— Reading text —
* * * * * * *

How to embrace life transition as a creative process

How-to-embrace-life-transition-as-a-creative-process-from-Therapist-and-Life-Coach-Patty-Bechtold-at-wiselifetherapy.com-Santa-Rosa-CA.jpg

A few months ago I wrote about the signs and clues that tell you you’re probably in the midst of a life transition. And I promised to write more about what you most need during times like these. So I’ve been mulling it over and I keep coming back to this: perhaps what we most need is to embrace life transition as a creative process.

The idea of life transition as a creative process was sparked by author and creativity coach Eric Maisel.

Last summer, Lisa Mitchell interviewed Maisel, and he talked about the anxiety that comes with the creative process. He suggested that you can’t manage this creative anxiety by slapping discipline onto it.

In his words, you can’t white knuckle your way through it.

Instead, he proposed that devotion was the way through. His inspiration was tenor Luciano Pavarotti, who once said…

People think I am disciplined. It is not discipline. It is devotion. There is a great difference.

So, just as you can’t white knuckle yourself through creative process, maybe you can’t white knuckle yourself through life transition either.

* * * * * * *

— Work task A —
Return the passage of the article on life transition as a creative process that begins at the words "The idea of" and stops after the words "way through it.".
— Work task B —
Name every person mentioned in the paragraphs of the article on life transition as a creative process, leaving aside the image file name.
The lines that come after this text aren't needed for anything here.

* * * * * * *

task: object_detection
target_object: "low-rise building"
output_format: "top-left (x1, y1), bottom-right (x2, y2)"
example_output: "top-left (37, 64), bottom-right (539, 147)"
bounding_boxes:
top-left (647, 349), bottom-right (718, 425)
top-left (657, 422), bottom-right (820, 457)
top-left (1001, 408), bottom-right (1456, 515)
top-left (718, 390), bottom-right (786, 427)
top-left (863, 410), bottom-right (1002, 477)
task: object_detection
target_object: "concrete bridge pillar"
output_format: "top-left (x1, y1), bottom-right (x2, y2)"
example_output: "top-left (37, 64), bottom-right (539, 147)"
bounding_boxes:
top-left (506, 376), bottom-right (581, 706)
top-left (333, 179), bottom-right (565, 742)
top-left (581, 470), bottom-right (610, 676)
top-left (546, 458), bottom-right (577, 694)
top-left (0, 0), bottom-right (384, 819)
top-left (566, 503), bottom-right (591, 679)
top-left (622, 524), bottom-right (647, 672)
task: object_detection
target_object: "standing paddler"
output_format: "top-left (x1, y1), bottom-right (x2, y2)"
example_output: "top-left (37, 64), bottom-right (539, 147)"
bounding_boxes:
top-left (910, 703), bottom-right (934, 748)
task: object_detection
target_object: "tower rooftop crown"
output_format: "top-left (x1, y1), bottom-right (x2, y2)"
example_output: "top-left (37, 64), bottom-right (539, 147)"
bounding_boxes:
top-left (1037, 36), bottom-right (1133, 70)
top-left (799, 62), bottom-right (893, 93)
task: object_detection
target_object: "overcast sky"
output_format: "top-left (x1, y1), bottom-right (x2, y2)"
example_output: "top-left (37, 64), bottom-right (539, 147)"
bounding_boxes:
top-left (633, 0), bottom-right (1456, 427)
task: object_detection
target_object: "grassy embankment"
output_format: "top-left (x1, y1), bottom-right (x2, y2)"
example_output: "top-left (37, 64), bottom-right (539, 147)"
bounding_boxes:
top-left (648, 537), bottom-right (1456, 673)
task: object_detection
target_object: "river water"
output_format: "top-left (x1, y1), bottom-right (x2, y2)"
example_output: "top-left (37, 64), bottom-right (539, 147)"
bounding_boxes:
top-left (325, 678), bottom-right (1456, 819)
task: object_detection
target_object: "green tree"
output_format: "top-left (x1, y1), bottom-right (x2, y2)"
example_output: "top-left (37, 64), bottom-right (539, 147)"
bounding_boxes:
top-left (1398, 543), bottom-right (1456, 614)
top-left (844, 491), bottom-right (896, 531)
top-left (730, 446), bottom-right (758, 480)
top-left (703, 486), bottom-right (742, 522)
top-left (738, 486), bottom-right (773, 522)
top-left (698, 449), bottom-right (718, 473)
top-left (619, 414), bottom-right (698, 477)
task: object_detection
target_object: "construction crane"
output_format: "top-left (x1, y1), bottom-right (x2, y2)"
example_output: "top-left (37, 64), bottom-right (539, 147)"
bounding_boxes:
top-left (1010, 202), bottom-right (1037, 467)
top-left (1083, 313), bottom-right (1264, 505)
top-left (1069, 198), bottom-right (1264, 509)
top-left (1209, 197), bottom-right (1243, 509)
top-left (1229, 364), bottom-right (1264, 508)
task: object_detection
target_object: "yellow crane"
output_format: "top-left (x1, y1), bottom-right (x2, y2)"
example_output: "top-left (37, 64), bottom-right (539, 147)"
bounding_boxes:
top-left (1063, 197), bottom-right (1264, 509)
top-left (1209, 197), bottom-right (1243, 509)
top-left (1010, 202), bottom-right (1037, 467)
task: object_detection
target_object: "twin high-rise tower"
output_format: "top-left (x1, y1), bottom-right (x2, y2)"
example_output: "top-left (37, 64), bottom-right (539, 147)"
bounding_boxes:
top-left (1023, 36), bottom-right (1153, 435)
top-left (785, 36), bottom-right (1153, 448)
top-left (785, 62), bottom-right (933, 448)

* * * * * * *

— Written solution A —
The idea of life transition as a creative process was sparked by author and creativity coach Eric Maisel.

Last summer, Lisa Mitchell interviewed Maisel, and he talked about the anxiety that comes with the creative process. He suggested that you can’t manage this creative anxiety by slapping discipline onto it.

In his words, you can’t white knuckle your way through it.

— Written solution B —
Eric Maisel
Lisa Mitchell
Luciano Pavarotti